WRITTEN EXERCISE
Copy the material below line for line and change nothing.

═══ SUPPLIED RECORDS ═══

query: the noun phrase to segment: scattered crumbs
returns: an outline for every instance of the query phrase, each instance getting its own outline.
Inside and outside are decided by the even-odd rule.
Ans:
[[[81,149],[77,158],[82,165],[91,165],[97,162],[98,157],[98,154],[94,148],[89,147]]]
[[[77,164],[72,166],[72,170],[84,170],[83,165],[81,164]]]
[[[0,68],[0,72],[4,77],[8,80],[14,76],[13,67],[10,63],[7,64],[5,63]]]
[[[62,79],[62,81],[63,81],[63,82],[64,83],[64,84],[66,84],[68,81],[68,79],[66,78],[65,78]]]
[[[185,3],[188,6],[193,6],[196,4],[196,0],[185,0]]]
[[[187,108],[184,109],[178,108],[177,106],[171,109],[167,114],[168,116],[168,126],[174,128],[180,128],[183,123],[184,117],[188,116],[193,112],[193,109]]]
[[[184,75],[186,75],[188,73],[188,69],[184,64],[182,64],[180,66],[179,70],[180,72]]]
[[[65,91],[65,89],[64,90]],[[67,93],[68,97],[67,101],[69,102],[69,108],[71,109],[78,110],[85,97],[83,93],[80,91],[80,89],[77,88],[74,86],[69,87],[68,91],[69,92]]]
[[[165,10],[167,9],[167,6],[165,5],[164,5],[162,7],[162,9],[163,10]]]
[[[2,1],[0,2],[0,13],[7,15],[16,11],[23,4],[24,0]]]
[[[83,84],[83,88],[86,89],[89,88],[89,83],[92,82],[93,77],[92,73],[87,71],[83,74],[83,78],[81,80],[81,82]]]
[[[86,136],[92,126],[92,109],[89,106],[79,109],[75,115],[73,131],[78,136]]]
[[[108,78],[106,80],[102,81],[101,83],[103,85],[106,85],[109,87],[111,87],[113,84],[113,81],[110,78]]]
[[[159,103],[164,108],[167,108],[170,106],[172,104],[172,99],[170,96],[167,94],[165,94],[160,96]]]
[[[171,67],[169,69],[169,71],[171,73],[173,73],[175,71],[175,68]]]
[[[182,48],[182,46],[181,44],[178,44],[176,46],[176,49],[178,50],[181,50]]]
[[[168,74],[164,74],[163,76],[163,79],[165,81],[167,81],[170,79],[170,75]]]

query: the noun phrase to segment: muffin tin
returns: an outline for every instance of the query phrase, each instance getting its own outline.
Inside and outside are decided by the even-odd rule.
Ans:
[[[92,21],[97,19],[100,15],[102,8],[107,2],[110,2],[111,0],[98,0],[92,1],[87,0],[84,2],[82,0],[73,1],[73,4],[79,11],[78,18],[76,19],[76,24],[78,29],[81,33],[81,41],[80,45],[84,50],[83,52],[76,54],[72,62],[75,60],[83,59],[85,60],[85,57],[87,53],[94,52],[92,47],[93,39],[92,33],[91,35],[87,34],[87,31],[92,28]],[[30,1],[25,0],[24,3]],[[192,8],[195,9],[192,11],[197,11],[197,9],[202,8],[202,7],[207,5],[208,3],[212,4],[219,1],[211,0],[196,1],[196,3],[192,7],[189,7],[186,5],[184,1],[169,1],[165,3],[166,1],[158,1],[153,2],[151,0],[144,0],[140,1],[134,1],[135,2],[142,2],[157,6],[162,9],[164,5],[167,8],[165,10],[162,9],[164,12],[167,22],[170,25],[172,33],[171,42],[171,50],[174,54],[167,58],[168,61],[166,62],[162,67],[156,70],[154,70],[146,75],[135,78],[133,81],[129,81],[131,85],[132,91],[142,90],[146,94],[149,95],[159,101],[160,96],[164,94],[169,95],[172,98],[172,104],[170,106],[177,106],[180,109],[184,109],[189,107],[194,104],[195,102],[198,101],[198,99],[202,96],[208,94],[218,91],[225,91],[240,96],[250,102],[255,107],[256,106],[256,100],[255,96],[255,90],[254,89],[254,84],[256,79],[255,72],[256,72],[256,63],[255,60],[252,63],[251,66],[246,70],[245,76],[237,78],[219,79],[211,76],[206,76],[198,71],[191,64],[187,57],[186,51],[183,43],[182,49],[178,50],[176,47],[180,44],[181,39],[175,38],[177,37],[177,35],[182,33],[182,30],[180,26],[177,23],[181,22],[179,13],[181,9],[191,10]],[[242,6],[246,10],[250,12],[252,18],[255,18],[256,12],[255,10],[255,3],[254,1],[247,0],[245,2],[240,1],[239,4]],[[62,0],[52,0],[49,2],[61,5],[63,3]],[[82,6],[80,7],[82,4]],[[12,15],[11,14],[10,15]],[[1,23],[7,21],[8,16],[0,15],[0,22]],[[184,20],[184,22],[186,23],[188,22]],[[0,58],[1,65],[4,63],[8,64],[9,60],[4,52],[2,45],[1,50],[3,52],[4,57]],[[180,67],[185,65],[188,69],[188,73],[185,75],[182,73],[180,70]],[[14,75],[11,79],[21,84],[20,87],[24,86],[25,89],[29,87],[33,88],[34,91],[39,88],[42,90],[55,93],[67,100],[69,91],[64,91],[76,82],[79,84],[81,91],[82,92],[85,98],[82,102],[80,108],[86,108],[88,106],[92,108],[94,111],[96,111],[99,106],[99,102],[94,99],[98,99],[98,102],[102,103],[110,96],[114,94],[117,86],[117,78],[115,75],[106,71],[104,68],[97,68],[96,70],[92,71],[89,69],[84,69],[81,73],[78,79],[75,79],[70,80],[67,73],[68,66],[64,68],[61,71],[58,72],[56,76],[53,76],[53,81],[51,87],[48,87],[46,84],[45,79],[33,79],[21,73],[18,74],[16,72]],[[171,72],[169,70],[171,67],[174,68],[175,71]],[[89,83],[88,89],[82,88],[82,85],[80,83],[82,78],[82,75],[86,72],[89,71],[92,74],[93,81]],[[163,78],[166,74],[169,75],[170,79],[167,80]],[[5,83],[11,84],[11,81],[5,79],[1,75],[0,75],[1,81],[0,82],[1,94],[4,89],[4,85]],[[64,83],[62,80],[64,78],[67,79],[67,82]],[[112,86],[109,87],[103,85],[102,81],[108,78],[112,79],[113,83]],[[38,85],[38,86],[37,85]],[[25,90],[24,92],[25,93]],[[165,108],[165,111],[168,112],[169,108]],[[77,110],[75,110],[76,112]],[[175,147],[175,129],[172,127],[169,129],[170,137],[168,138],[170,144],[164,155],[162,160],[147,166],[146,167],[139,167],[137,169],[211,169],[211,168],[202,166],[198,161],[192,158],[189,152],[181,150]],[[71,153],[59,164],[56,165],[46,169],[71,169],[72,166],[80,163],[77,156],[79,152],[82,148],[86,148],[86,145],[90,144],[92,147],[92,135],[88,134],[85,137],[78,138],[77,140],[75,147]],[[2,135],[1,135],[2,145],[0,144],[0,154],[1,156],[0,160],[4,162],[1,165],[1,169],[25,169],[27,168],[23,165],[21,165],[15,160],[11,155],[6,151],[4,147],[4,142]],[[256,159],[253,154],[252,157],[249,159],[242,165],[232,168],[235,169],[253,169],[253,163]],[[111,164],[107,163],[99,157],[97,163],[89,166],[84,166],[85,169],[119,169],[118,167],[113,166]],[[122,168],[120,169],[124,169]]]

═══

THE ANSWER
query: the noun phrase to segment: scattered crumbs
returns: an outline for every instance of the query phrase, each instance getting its own outline.
Inside and outside are decided by the even-odd rule.
Ans:
[[[81,149],[77,158],[82,165],[91,165],[97,162],[98,157],[98,154],[94,148],[89,147]]]
[[[77,164],[72,166],[72,170],[84,170],[83,165],[81,164]]]
[[[0,68],[0,72],[4,77],[8,80],[14,76],[13,67],[10,63],[7,64],[5,63]]]
[[[62,79],[62,81],[63,81],[63,82],[64,83],[64,84],[66,84],[68,81],[68,79],[66,78],[65,78]]]
[[[185,3],[188,6],[193,6],[196,4],[196,0],[185,0]]]
[[[187,108],[184,109],[178,108],[177,106],[171,109],[167,114],[168,116],[168,126],[174,128],[180,128],[183,123],[184,117],[188,116],[193,112],[193,109]]]
[[[184,75],[186,75],[188,73],[188,69],[184,64],[182,64],[180,66],[179,70],[180,72]]]
[[[65,91],[65,89],[64,90]],[[67,93],[68,97],[67,101],[69,102],[69,108],[71,109],[78,110],[85,97],[83,93],[80,91],[80,89],[77,88],[74,86],[69,87],[68,91],[69,92]]]
[[[165,10],[167,9],[167,6],[165,5],[164,5],[162,7],[162,9],[163,10]]]
[[[2,1],[0,2],[0,13],[7,15],[16,11],[23,4],[24,0]]]
[[[83,84],[83,88],[86,89],[89,88],[89,83],[92,82],[93,77],[92,73],[87,71],[83,74],[83,78],[81,80],[81,82]]]
[[[86,136],[92,126],[92,109],[89,106],[79,109],[75,115],[73,131],[78,136]]]
[[[108,78],[106,80],[102,81],[101,83],[103,85],[106,85],[109,87],[111,87],[113,84],[113,81],[110,78]]]
[[[159,103],[164,108],[167,108],[170,106],[172,104],[172,99],[170,96],[167,94],[165,94],[160,96]]]
[[[171,67],[169,69],[169,71],[171,73],[173,73],[175,71],[175,68]]]
[[[182,48],[182,46],[181,44],[178,44],[176,46],[176,49],[178,50],[181,50]]]
[[[168,74],[164,74],[163,76],[163,79],[165,81],[167,81],[170,79],[170,75]]]

query: the noun phrase to segment: muffin tin
returns: an outline for every instance of the query phrase, each instance getting its own outline.
Inside and outside are decided by the even-odd rule.
Ans:
[[[92,21],[97,19],[100,15],[102,8],[107,2],[110,2],[111,0],[98,0],[92,1],[87,0],[84,2],[82,0],[73,1],[73,4],[79,11],[78,18],[76,19],[76,24],[78,29],[81,33],[81,41],[80,45],[84,50],[83,52],[76,54],[72,62],[75,60],[83,59],[85,60],[85,57],[87,53],[94,52],[92,47],[93,39],[92,33],[91,35],[87,34],[87,31],[92,28]],[[30,1],[25,0],[24,3]],[[192,8],[195,9],[192,11],[197,11],[197,9],[202,8],[202,7],[207,5],[208,3],[212,4],[219,1],[211,0],[196,1],[196,3],[192,7],[189,7],[186,5],[184,1],[169,1],[165,3],[166,1],[158,1],[153,2],[151,0],[144,0],[140,1],[134,1],[135,2],[142,2],[157,6],[162,9],[164,5],[167,8],[165,10],[162,9],[164,12],[167,22],[170,25],[172,33],[171,42],[171,50],[174,54],[167,58],[168,61],[166,62],[162,67],[156,70],[154,70],[146,75],[135,78],[133,81],[129,81],[131,85],[132,91],[142,90],[146,94],[149,95],[159,101],[160,96],[164,94],[169,95],[172,98],[172,104],[170,106],[177,106],[180,109],[184,109],[189,107],[194,104],[195,102],[198,101],[198,99],[202,96],[208,94],[218,91],[225,91],[240,96],[250,102],[255,107],[256,106],[256,100],[255,96],[255,90],[254,89],[254,84],[256,79],[255,72],[256,72],[256,63],[255,60],[252,63],[251,66],[246,70],[245,76],[237,78],[219,79],[211,76],[206,76],[198,71],[191,64],[187,57],[186,51],[183,43],[182,49],[178,50],[176,47],[180,44],[181,39],[175,38],[177,37],[177,35],[182,33],[182,30],[180,26],[177,23],[181,22],[179,13],[181,9],[191,10]],[[242,6],[246,10],[250,12],[252,18],[255,18],[256,12],[255,10],[255,3],[254,1],[247,0],[245,2],[240,1],[239,4]],[[62,0],[52,0],[49,2],[61,5],[63,3]],[[82,6],[80,7],[82,4]],[[12,15],[11,14],[10,15]],[[1,23],[7,21],[8,16],[0,15],[0,22]],[[184,20],[184,22],[186,23],[188,22]],[[0,58],[1,65],[4,63],[8,64],[9,60],[4,52],[2,45],[1,50],[3,52],[4,57]],[[180,67],[185,65],[188,69],[188,73],[185,75],[182,73],[180,70]],[[14,75],[11,79],[21,84],[20,87],[24,86],[25,89],[29,87],[33,88],[34,91],[39,88],[42,90],[55,93],[67,100],[69,91],[64,91],[76,82],[79,84],[81,91],[82,92],[85,98],[82,102],[80,108],[86,108],[88,106],[92,108],[94,111],[96,111],[99,106],[99,102],[94,99],[98,99],[98,102],[102,103],[110,96],[114,94],[117,86],[117,78],[115,75],[106,71],[104,68],[97,68],[96,70],[92,71],[89,69],[84,69],[81,73],[78,79],[75,79],[70,80],[67,73],[68,66],[64,68],[61,71],[58,72],[56,76],[53,76],[53,81],[51,87],[48,87],[46,84],[45,79],[33,79],[21,73],[18,74],[16,72]],[[171,72],[169,70],[171,67],[174,68],[175,71]],[[89,83],[88,89],[82,88],[82,85],[80,83],[82,78],[82,75],[86,72],[89,71],[92,74],[93,81]],[[163,78],[166,74],[169,75],[170,79],[167,80]],[[5,83],[11,84],[11,81],[5,79],[1,75],[0,75],[1,81],[0,82],[1,94],[4,89],[4,85]],[[64,83],[62,80],[64,78],[67,79],[67,82]],[[112,86],[109,87],[103,85],[102,81],[108,78],[112,79],[113,83]],[[38,85],[38,86],[37,85]],[[25,90],[24,92],[25,93]],[[165,108],[165,111],[168,112],[169,108]],[[77,110],[75,110],[76,112]],[[175,147],[175,129],[172,127],[169,129],[170,137],[168,138],[170,144],[164,155],[162,160],[147,166],[146,167],[139,167],[137,169],[211,169],[211,168],[202,166],[198,161],[192,158],[189,152],[181,150]],[[71,153],[59,164],[56,165],[46,169],[71,169],[72,166],[80,163],[77,156],[79,152],[82,148],[86,148],[86,145],[90,144],[92,147],[92,135],[88,134],[85,137],[78,138],[77,140],[75,147]],[[2,135],[1,135],[2,145],[0,144],[0,154],[1,156],[0,160],[4,162],[1,165],[1,169],[25,169],[27,168],[23,165],[21,165],[15,160],[11,155],[6,151],[4,147],[4,142]],[[256,159],[253,154],[252,157],[249,159],[242,165],[232,168],[235,169],[253,169],[253,163]],[[111,164],[107,163],[99,157],[97,163],[89,166],[84,166],[85,169],[119,169],[118,167],[113,166]],[[122,168],[120,169],[124,169]]]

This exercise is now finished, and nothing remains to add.